## AIM OF THE EXERCISE
Can you retype the post "Man and microbe" word for word, from the date line to the end?

## SELECTED TEXT
○ ○ ○

Sunday, October 6, 2013

Man and microbe

Here we are at the tangled, integrated end of a process that began about three billion years ago with bacteria and other microbes, evolved from them, and carried them along through billions of years of evolution... only to discover each one of us is the unwitting repository for trillions of microbes, without whom we could not survive.

To cast an even more interesting light on it, one of the possible—and credible—origin-of-life theories is that life came from outer space. Yes... life may be alien. The theory is more accepted than the idea that God created life out of thin air, at least in standard scientific circles.

One of the reasons this theory is considered credible is that DNA is an incredibly sophisticated, highly evolved and optimized molecule. It's so good at what it does that it just doesn't seem as though there was enough time after the molten fireball of earth cooled off enough to support life for it to have evolved to the state we find it in in the earliest fossil records... about 3.4 billion years ago.  The question of how life evolved at all in the hostile environment of early earth is still actively puzzling scientists.

○ ○ ○

## LISTED RECORDS
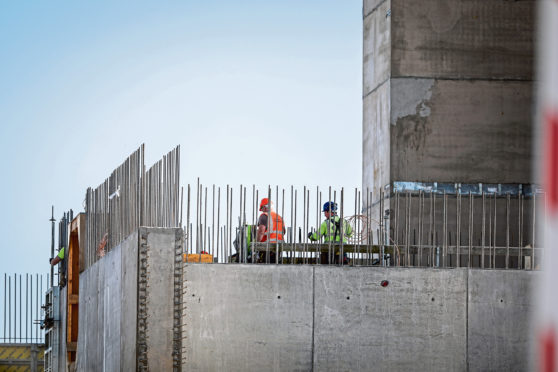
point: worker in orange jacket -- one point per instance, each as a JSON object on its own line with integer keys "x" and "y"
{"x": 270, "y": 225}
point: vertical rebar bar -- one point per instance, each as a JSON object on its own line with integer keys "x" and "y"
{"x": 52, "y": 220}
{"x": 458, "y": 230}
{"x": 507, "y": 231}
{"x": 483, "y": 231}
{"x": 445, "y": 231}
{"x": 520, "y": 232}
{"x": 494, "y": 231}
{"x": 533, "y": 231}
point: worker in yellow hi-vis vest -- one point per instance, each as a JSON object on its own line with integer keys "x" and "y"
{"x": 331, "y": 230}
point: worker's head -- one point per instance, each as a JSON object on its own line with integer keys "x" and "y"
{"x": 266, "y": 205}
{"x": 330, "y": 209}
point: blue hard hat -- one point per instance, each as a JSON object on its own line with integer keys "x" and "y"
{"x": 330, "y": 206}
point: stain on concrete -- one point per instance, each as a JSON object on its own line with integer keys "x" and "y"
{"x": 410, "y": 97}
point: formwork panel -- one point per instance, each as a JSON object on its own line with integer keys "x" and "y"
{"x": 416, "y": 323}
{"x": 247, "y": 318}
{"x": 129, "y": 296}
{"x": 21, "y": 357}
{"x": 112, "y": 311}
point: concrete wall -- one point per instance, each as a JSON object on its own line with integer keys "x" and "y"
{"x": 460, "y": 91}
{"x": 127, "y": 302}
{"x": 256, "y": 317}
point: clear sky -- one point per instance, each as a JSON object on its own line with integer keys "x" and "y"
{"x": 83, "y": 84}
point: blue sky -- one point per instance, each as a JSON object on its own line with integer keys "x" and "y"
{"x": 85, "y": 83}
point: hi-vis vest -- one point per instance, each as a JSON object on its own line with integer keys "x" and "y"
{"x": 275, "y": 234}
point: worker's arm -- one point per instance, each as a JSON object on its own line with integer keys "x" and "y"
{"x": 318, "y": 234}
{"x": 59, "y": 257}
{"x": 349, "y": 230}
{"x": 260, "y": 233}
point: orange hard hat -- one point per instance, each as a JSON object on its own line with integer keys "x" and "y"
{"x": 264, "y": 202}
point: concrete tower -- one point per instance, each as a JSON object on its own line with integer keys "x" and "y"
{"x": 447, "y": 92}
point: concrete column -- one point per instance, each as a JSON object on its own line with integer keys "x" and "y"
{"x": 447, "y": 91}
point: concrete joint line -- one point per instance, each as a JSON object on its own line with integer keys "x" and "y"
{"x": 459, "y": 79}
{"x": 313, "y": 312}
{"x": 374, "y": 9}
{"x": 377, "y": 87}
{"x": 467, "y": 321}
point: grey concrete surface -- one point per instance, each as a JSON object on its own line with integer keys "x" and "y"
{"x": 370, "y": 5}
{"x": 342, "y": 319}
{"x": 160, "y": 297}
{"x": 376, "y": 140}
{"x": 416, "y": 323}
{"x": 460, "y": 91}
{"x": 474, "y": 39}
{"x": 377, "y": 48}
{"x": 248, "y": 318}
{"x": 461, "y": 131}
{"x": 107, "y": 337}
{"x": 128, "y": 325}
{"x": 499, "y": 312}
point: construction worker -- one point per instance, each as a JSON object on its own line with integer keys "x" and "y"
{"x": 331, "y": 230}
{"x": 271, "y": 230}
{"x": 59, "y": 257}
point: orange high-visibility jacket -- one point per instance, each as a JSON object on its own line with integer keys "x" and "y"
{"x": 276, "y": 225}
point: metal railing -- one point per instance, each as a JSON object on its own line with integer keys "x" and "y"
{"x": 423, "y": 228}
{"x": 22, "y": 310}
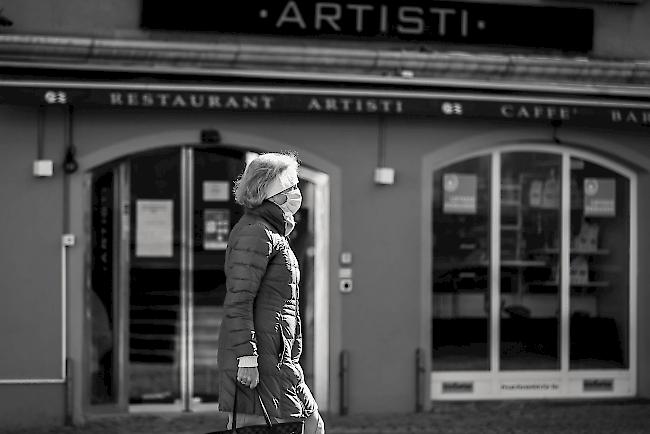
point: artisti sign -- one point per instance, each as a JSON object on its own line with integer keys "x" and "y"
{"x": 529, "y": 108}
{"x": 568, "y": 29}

○ ○ ○

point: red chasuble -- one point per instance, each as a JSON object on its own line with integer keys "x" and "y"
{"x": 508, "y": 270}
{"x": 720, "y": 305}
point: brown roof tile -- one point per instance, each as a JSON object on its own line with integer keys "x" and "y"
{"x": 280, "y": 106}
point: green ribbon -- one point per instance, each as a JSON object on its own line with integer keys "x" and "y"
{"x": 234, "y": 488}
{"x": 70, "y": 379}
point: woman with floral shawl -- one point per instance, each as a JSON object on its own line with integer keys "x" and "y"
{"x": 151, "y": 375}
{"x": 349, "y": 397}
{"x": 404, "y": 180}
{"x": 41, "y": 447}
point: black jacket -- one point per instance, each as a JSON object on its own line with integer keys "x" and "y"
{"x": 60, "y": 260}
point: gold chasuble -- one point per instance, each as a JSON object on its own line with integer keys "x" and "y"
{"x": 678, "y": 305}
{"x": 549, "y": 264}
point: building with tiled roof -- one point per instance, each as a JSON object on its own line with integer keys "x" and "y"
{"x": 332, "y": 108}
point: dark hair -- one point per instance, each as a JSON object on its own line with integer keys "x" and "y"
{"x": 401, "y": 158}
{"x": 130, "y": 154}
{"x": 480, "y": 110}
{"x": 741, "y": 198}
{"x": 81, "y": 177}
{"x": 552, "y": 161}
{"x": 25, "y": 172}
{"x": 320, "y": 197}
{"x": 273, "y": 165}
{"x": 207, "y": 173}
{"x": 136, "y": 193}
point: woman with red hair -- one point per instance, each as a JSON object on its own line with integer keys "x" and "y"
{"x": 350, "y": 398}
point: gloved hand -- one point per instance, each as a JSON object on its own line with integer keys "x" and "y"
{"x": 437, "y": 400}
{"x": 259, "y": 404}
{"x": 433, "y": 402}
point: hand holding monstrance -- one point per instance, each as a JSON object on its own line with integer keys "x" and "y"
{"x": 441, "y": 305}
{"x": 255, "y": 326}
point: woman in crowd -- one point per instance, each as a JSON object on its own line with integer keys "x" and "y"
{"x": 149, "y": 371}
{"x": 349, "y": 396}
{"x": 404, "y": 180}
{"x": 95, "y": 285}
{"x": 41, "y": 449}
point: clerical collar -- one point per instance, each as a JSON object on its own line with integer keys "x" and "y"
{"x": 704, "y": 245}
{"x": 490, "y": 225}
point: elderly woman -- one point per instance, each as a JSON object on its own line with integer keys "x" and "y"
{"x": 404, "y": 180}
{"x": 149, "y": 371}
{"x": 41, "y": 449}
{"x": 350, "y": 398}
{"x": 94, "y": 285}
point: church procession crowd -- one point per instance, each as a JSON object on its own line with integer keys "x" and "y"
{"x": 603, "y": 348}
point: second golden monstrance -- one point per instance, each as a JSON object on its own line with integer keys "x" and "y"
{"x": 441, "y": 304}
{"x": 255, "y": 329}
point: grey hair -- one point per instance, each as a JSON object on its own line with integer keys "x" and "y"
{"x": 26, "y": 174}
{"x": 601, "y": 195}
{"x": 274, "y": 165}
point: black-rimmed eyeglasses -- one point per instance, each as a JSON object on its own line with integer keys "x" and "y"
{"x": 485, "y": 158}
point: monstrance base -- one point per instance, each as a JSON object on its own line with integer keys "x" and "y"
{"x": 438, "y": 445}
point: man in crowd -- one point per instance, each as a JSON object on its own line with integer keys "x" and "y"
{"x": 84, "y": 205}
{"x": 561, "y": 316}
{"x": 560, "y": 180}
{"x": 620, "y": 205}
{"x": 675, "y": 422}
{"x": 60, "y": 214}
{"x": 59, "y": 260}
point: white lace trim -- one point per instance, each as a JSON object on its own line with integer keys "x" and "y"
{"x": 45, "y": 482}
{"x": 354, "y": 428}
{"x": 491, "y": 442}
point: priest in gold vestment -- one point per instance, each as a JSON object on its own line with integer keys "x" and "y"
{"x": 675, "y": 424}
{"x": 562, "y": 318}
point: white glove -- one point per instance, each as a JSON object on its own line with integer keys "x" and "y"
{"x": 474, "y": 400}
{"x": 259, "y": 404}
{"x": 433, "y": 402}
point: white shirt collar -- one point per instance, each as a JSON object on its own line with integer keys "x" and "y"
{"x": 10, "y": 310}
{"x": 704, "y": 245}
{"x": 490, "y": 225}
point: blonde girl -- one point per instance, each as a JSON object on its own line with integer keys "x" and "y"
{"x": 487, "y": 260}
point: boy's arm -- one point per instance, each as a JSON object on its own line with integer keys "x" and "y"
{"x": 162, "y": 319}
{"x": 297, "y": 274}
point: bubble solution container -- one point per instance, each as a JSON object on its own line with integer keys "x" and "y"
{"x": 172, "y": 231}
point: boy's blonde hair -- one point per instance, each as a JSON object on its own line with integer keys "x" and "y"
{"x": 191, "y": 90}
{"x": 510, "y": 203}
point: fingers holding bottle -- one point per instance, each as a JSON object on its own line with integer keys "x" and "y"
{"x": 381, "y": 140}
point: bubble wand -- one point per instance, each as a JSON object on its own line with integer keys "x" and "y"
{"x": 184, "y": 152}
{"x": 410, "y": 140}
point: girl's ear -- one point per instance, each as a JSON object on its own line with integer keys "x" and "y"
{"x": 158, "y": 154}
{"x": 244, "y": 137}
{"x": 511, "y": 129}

○ ○ ○

## SOLUTION TO THE EXERCISE
Sunday, October 6, 2013

Man and microbe

Here we are at the tangled, integrated end of a process that began about three billion years ago with bacteria and other microbes, evolved from them, and carried them along through billions of years of evolution... only to discover each one of us is the unwitting repository for trillions of microbes, without whom we could not survive.

To cast an even more interesting light on it, one of the possible—and credible—origin-of-life theories is that life came from outer space. Yes... life may be alien. The theory is more accepted than the idea that God created life out of thin air, at least in standard scientific circles.

One of the reasons this theory is considered credible is that DNA is an incredibly sophisticated, highly evolved and optimized molecule. It's so good at what it does that it just doesn't seem as though there was enough time after the molten fireball of earth cooled off enough to support life for it to have evolved to the state we find it in in the earliest fossil records... about 3.4 billion years ago.  The question of how life evolved at all in the hostile environment of early earth is still actively puzzling scientists.